* Instructions to follow
Continue the forum thread on choosing a model for repeated measures of count data with a factor and a covariate, picking up right after its final sentence.
*** Document section Section Begins ***
What model to use with repeated measures of count data with a factor and a covariate?

Question

My design involves three dependent variables. They are count data: frequencies of certain words used in a 20-min conversation. They're also repeated measure: the same subjects engaged in three 20-min conversations on three different topics and the use of certain words were counted alongside other variables. There is a factor of 2 levels and a covariate (IQ). My sample size is small (25) and there is an unequal number of subjects between the levels (13 and 12).

I've done a ton of online search and gone through a dozen of stats books but didn't find an appropriate model (I probably have missed something in my search). I think I am looking for a mixed design ANCOVA for count data (mixed effects negative binomial regression perhaps?). Any suggestions?

Answer 1

This sounds like a repeated measures version of shared frailty models. From what you, say, mixed effects negative binomial or mixed effects Poisson models sound like they would be very reasonable. I.e. you would at a minimum have a random subject effect, a random outcome effect (for the type of thing you are measuring) that would not yet reflect whether two records are from the same conversation, which you could do by numbering conversations across subjects and adding a random conversation effect. To use the notation of the lme4 R package: glmer(count ~ (1|subject)+(1|outcome)+(1|conversation) + factor(something) + IQ, family=poisson(link = "log")).

Answer 2

Correct, you wouldn't find much on models with multiple dependent variables based on "count data." However, let's slice and dice what you are doing to break it down to a simpler idea, and then see if your goal can be accomplished.

I commonly only use the term count data when I have categorical data, such as what is used in a chi-squared test. For an IQ example, this would be like a 2-by-2 table with 2 columns (low IQ, high IQ), and 2 rows (treated, control) with the counts representing the number of subjects (mice, patients) with the given characteristics in the four categories. This type of analysis would be done if you said, "there is only count data for the 4 categories, and there are no averages and standard deviations of anything."

While you do have count data, couldn't you still consider more counts as a better (worse) outcome, and treat it like a Poisson or normally-distributed outcome? What do the histograms of each of the dependent variables look like for all records combined (independent of each experimental unit -- patient, mouse)? Also, you are not saying you have 12 and 14 levels (groups) for your categories? If so, you won't have a lot of data ($n=26$), since some counts will be sparse -- leading to an "ill-conditioned," or "over-parametrized" problem. This is also called the "curse of dimensionality," i.e., to many dimensions or degrees of freedom for your model.
*** Document section Section Ends ***
*** The data Section Begins ***
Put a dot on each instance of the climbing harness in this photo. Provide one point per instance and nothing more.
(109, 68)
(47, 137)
*** The data Section Ends ***
* Result
Let's keep forging ahead however. A trick we sometimes use is to assign ranks to measurement values when they are highly skewed, that is, we sometimes (rarely) replace values with the rank of the observation across the research subjects (within a variable). Then, we input those ranks into a lot of different methods that usually require continuously-scaled data, like ANOVA and regression. We have done this on smaller sample size mouse data, and when submitting to journals the stat reviewers know we ran into trouble with skewness and outliers in the original data, and transformed to ranks -- so no problem. We describe that it's not perfect, since ranks are rectangularly-distributed, but there's no problem and the papers get published.

Now if you look at your counts, don't they look a little like ranks? If that's true, then probably run a panel-data (longitudinal) model such as GEE (generalized estimating equations) in Stata using a Poisson link for the count data, while clustering on subject ID. Setting up panel-data regression models requires specification of the ID variable for each subject (mouse, patient, student), so the model can see the repeated measures for each object. All the large packages (SAS, SPSS, Stata) have panel-data regression models for repeated measurements that allow specification of a link function, and they allow time to be used as a predictor as well. For Stata, there's not a categorical (count) link function but there is one for SAS. You could use the Poisson link in Stata however. In R, I am sure panel-data regression models with link functions are available. If a categorical link is not used, then maybe the Poisson link would be appropriate. Every package has a Binomial link, but that's used if your outcomes were binomial (y/n, 0/1) during each repeated measurement. But Poisson can take on count values of $0,1,2,3,4,5,\ldots,\infty$

Answer 3

Implicitly, you are suggesting that there is one effect of your predictors on your responses, and that your responses really are "only" three different ways to measure this effect. If you want to throw them together, and if they additionally seem to derive from different distributions, I can only think of a hierarchical (Bayesian) approach:

Option 1: model each response separately, but state that the model coefficients (with the exception of the intercept) are identical in all three models. In this way, you can control the distribution of each response, make one normal, the other neg.binom. etc.

Option 2: a single model of a latent response, which is a linear combination of the three measured responses.

Fundamentally, these two approaches should converge on the same statement: the effect of your predictors on a combination of responses. To the best of my knowledge, either approach will take you to specialised software (e.g. JAGS, STAN, Win/OpenBUGS), as SEM-packages typically do not offer the flexibility of different distributions in the latent variable. (No-one said it would be easy.)